----- Text shown -----

Hubs send every incoming ethernet frame out every other interfaces;
switches maintain an internal lookup table of host MACaddress/ switchport
pairings and only forward frames onto the outbound interface approriate to
the destination.

Sniffing consists of putting a computer's ethernet interface in promiscous
mode and looking at the traffic addressed to other people passing by over
the wire.  Every unixish O/S comes with sniffing capability included, and
it is not that difficult to obtain sniffing SW for winXX, macintosh, etc.

Right now with hubs, you have a situation where pretty much anybody on
your network could start sniffing passwords for the entire network with a
small amount of knowledge and effort.  If you convert your network to
switches, most sniffers are rendered useless: only traffic appropriate to
your host is passed on your wire- there is no other traffic there to
sniff.

Now someone has figured out a way to confuse a switch and have it send
frames destined to other ports to your host.  Switches are shown not to be
immune to sniffers- however it still significantly more difficult to
compromise switches than to sniff a hub, the tools to do so are not
nearly widespread, and it takes a decent amount of technical knowledge to
do so.  It isn't (yet) script-kiddie stuff.

----- Dataset excerpt -----

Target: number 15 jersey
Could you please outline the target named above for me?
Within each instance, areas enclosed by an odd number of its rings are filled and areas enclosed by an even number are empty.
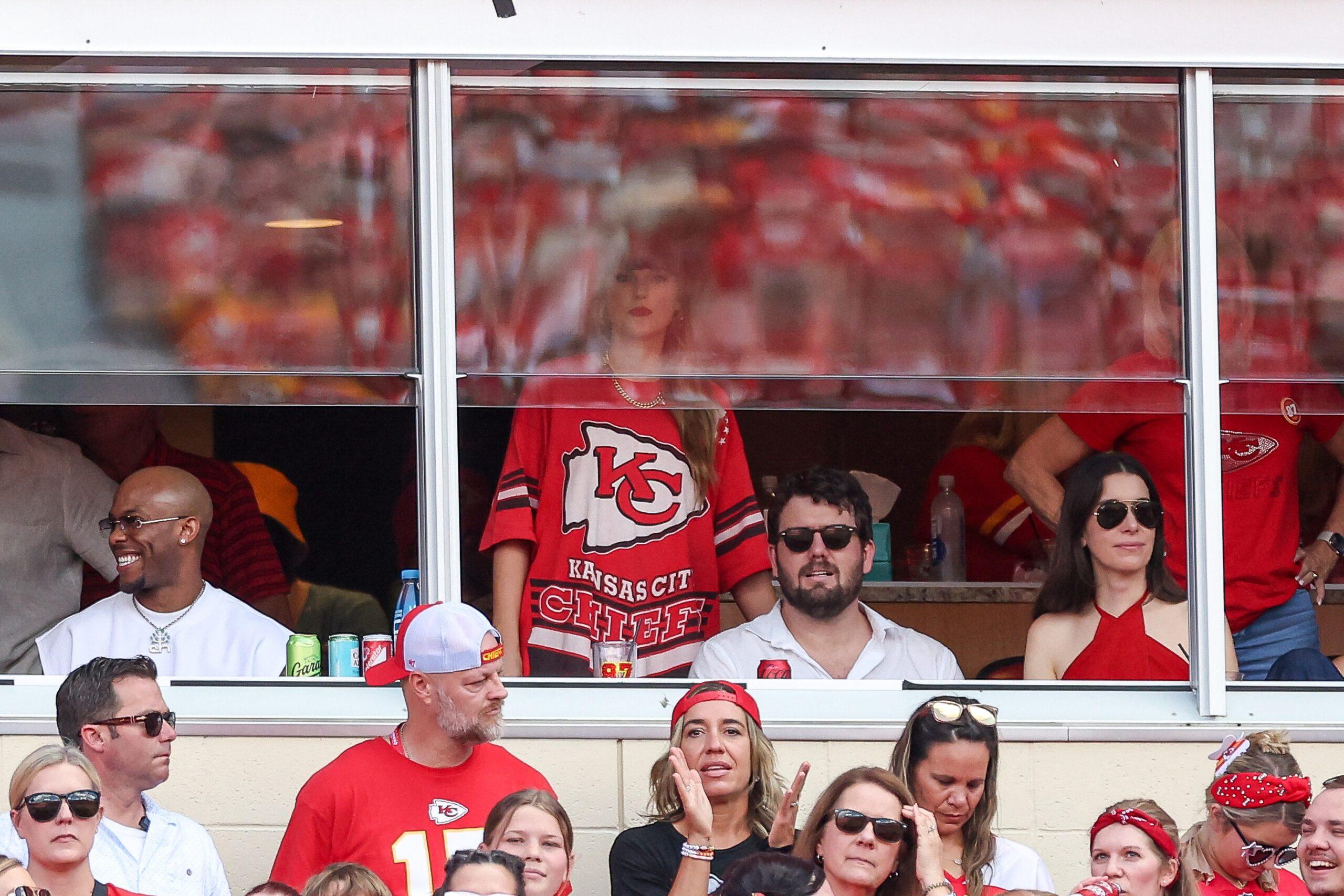
[[[431,896],[449,856],[480,846],[495,803],[528,787],[555,793],[495,744],[480,744],[454,768],[430,768],[382,737],[366,740],[298,791],[270,876],[302,891],[327,865],[359,862],[394,896]]]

-----

■ Tasks
[1] In the passage on hubs, switches and sniffing, what does a switch keep internally to decide where to forward frames?
[2] Resume the passage on hubs, switches and sniffing right after its final sentence.

■ Task-by-task results
[1] An internal lookup table of host MAC address and switchport pairings.

[2]
> Well, let me remind the situtation. I have a very heterogenic network:
> FreeBSD, Linux, Win9x, WinME, WInNT, WIn2000. Now they are all
> connected with hubs, which allows sniffer to run and obtain all the mail
> and web password easily. I need to stop it.
>
> Buying 500$ SNMP controllable switch is CRAZY. I will not do it. It is
> way too expensive. It will cost us about 4000$.
>
> POSSIBLE N1:
> Switches (NON SNMP contrlllable, which do not turn into hub when flooded
> with MAC addresses), hardcorder ARP entries on hosts
> for router, DNS, MAIL, POP, corporate web (thanks hot it is the same host).
>
> QUESTIONS:
>     Is it possible to do to hard code ARP entries in WINxxxxx?
>     Is there such switch which does not fall back into hub mode when flooded
> with MACs?

Some of the user-controllable switches allow you to set static addresses
on a per port basis and other types of security measures.  Don't think you
can find these with the price-point you are looking for, but security
costs.  But the main reason to upgrade to switches would be network
performance....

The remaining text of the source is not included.